[Extracted records]

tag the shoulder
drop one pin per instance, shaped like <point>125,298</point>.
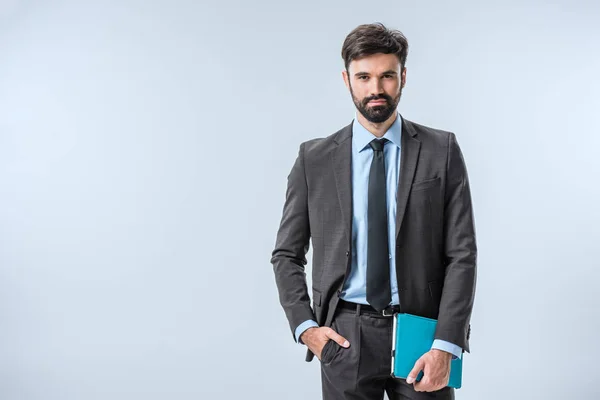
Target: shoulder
<point>430,135</point>
<point>322,146</point>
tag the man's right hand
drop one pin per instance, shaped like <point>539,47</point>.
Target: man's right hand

_Work task_: Whichever lines of the records above hold the word "like" should all be copied out.

_Task output_:
drop one pin per instance, shaped like <point>125,298</point>.
drop one pin per instance, shaped like <point>539,47</point>.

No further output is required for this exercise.